» About this task
Below are some records. Copy every line in them that holds "white".

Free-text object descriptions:
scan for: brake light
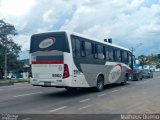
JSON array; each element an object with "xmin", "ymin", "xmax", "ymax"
[
  {"xmin": 29, "ymin": 64, "xmax": 33, "ymax": 78},
  {"xmin": 63, "ymin": 64, "xmax": 70, "ymax": 78},
  {"xmin": 126, "ymin": 68, "xmax": 132, "ymax": 73}
]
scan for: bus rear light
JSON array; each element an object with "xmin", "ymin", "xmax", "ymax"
[
  {"xmin": 126, "ymin": 68, "xmax": 132, "ymax": 73},
  {"xmin": 29, "ymin": 64, "xmax": 33, "ymax": 78},
  {"xmin": 63, "ymin": 64, "xmax": 70, "ymax": 78}
]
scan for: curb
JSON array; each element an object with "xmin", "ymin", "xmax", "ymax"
[
  {"xmin": 0, "ymin": 82, "xmax": 14, "ymax": 86},
  {"xmin": 14, "ymin": 82, "xmax": 29, "ymax": 85}
]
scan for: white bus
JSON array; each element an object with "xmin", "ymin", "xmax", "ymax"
[{"xmin": 30, "ymin": 31, "xmax": 133, "ymax": 91}]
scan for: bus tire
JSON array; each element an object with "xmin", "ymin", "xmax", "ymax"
[
  {"xmin": 121, "ymin": 74, "xmax": 128, "ymax": 85},
  {"xmin": 121, "ymin": 79, "xmax": 127, "ymax": 85},
  {"xmin": 95, "ymin": 75, "xmax": 104, "ymax": 92}
]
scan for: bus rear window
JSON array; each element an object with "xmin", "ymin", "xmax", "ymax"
[{"xmin": 30, "ymin": 32, "xmax": 70, "ymax": 53}]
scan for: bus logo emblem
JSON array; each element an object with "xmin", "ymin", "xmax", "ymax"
[
  {"xmin": 109, "ymin": 64, "xmax": 122, "ymax": 83},
  {"xmin": 39, "ymin": 37, "xmax": 56, "ymax": 48}
]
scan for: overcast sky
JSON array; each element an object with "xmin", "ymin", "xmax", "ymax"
[{"xmin": 0, "ymin": 0, "xmax": 160, "ymax": 58}]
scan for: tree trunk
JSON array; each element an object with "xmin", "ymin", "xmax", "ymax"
[{"xmin": 4, "ymin": 41, "xmax": 7, "ymax": 79}]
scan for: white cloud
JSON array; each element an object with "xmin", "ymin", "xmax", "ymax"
[
  {"xmin": 61, "ymin": 0, "xmax": 160, "ymax": 56},
  {"xmin": 0, "ymin": 0, "xmax": 160, "ymax": 57},
  {"xmin": 13, "ymin": 34, "xmax": 30, "ymax": 51},
  {"xmin": 126, "ymin": 0, "xmax": 144, "ymax": 10},
  {"xmin": 0, "ymin": 0, "xmax": 36, "ymax": 16},
  {"xmin": 43, "ymin": 10, "xmax": 57, "ymax": 23}
]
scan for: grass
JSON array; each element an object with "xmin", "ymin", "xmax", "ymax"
[{"xmin": 0, "ymin": 79, "xmax": 29, "ymax": 86}]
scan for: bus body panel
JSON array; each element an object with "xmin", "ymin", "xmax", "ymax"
[
  {"xmin": 30, "ymin": 52, "xmax": 71, "ymax": 87},
  {"xmin": 30, "ymin": 31, "xmax": 132, "ymax": 88},
  {"xmin": 72, "ymin": 60, "xmax": 130, "ymax": 87},
  {"xmin": 30, "ymin": 32, "xmax": 73, "ymax": 87}
]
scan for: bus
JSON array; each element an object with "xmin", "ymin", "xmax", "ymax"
[{"xmin": 29, "ymin": 31, "xmax": 133, "ymax": 91}]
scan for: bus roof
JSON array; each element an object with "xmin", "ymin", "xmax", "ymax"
[
  {"xmin": 32, "ymin": 30, "xmax": 131, "ymax": 53},
  {"xmin": 66, "ymin": 31, "xmax": 131, "ymax": 52}
]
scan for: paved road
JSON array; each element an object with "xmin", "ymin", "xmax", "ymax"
[{"xmin": 0, "ymin": 72, "xmax": 160, "ymax": 114}]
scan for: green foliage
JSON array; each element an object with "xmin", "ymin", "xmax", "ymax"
[
  {"xmin": 0, "ymin": 19, "xmax": 17, "ymax": 37},
  {"xmin": 138, "ymin": 54, "xmax": 160, "ymax": 67},
  {"xmin": 0, "ymin": 19, "xmax": 24, "ymax": 71},
  {"xmin": 7, "ymin": 53, "xmax": 25, "ymax": 71}
]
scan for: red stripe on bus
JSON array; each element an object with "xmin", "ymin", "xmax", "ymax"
[{"xmin": 32, "ymin": 60, "xmax": 64, "ymax": 64}]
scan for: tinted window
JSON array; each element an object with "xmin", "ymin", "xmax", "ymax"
[
  {"xmin": 113, "ymin": 48, "xmax": 117, "ymax": 61},
  {"xmin": 71, "ymin": 37, "xmax": 76, "ymax": 57},
  {"xmin": 95, "ymin": 44, "xmax": 98, "ymax": 59},
  {"xmin": 117, "ymin": 49, "xmax": 121, "ymax": 62},
  {"xmin": 81, "ymin": 40, "xmax": 85, "ymax": 57},
  {"xmin": 91, "ymin": 43, "xmax": 95, "ymax": 55},
  {"xmin": 30, "ymin": 32, "xmax": 69, "ymax": 53},
  {"xmin": 108, "ymin": 47, "xmax": 114, "ymax": 61},
  {"xmin": 75, "ymin": 38, "xmax": 81, "ymax": 57},
  {"xmin": 128, "ymin": 52, "xmax": 132, "ymax": 67},
  {"xmin": 105, "ymin": 47, "xmax": 109, "ymax": 60},
  {"xmin": 123, "ymin": 51, "xmax": 128, "ymax": 63},
  {"xmin": 85, "ymin": 41, "xmax": 92, "ymax": 58},
  {"xmin": 98, "ymin": 45, "xmax": 105, "ymax": 60}
]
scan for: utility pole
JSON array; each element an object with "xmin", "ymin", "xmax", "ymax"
[
  {"xmin": 4, "ymin": 38, "xmax": 8, "ymax": 79},
  {"xmin": 131, "ymin": 43, "xmax": 143, "ymax": 53},
  {"xmin": 131, "ymin": 43, "xmax": 143, "ymax": 69},
  {"xmin": 0, "ymin": 21, "xmax": 16, "ymax": 79}
]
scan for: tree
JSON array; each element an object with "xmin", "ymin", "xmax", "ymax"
[
  {"xmin": 0, "ymin": 19, "xmax": 22, "ymax": 79},
  {"xmin": 138, "ymin": 55, "xmax": 147, "ymax": 68},
  {"xmin": 138, "ymin": 54, "xmax": 160, "ymax": 70}
]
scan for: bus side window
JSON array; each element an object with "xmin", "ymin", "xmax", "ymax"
[
  {"xmin": 120, "ymin": 50, "xmax": 123, "ymax": 62},
  {"xmin": 71, "ymin": 37, "xmax": 76, "ymax": 57},
  {"xmin": 91, "ymin": 43, "xmax": 95, "ymax": 54},
  {"xmin": 98, "ymin": 45, "xmax": 105, "ymax": 60},
  {"xmin": 127, "ymin": 52, "xmax": 129, "ymax": 64},
  {"xmin": 128, "ymin": 53, "xmax": 132, "ymax": 67},
  {"xmin": 117, "ymin": 49, "xmax": 121, "ymax": 62},
  {"xmin": 103, "ymin": 46, "xmax": 106, "ymax": 60},
  {"xmin": 123, "ymin": 51, "xmax": 128, "ymax": 64},
  {"xmin": 75, "ymin": 38, "xmax": 81, "ymax": 57},
  {"xmin": 108, "ymin": 47, "xmax": 113, "ymax": 61},
  {"xmin": 81, "ymin": 40, "xmax": 86, "ymax": 57},
  {"xmin": 113, "ymin": 48, "xmax": 117, "ymax": 62},
  {"xmin": 122, "ymin": 51, "xmax": 124, "ymax": 62},
  {"xmin": 105, "ymin": 47, "xmax": 109, "ymax": 60},
  {"xmin": 94, "ymin": 44, "xmax": 98, "ymax": 59},
  {"xmin": 85, "ymin": 41, "xmax": 92, "ymax": 58}
]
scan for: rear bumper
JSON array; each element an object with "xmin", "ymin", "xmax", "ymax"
[
  {"xmin": 30, "ymin": 78, "xmax": 71, "ymax": 87},
  {"xmin": 142, "ymin": 75, "xmax": 151, "ymax": 78}
]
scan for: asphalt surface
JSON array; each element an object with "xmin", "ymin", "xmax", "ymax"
[{"xmin": 0, "ymin": 72, "xmax": 160, "ymax": 114}]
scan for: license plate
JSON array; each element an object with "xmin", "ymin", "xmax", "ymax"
[{"xmin": 44, "ymin": 82, "xmax": 51, "ymax": 86}]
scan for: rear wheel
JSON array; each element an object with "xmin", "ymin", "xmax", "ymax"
[
  {"xmin": 121, "ymin": 79, "xmax": 127, "ymax": 85},
  {"xmin": 121, "ymin": 78, "xmax": 127, "ymax": 85},
  {"xmin": 95, "ymin": 76, "xmax": 104, "ymax": 92},
  {"xmin": 121, "ymin": 73, "xmax": 128, "ymax": 85}
]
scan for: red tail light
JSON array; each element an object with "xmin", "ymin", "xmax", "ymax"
[
  {"xmin": 29, "ymin": 64, "xmax": 33, "ymax": 78},
  {"xmin": 126, "ymin": 68, "xmax": 132, "ymax": 73},
  {"xmin": 63, "ymin": 64, "xmax": 70, "ymax": 78}
]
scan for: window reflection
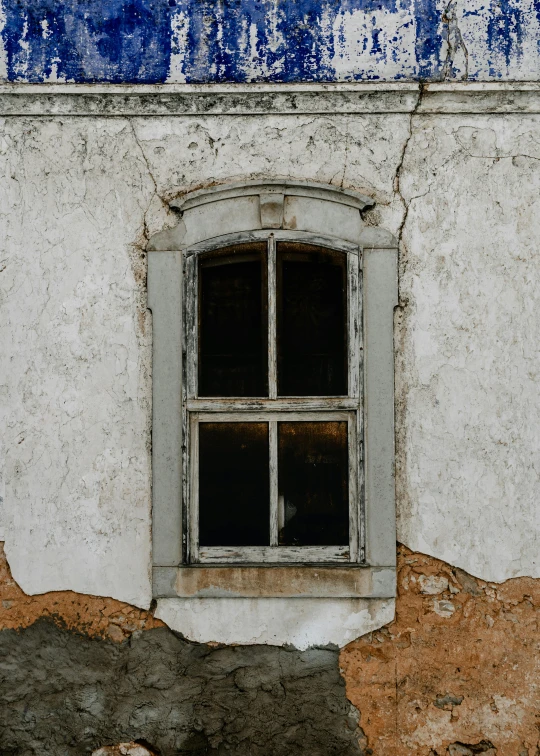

» Answer
scan for: white bus
scan for: white cloud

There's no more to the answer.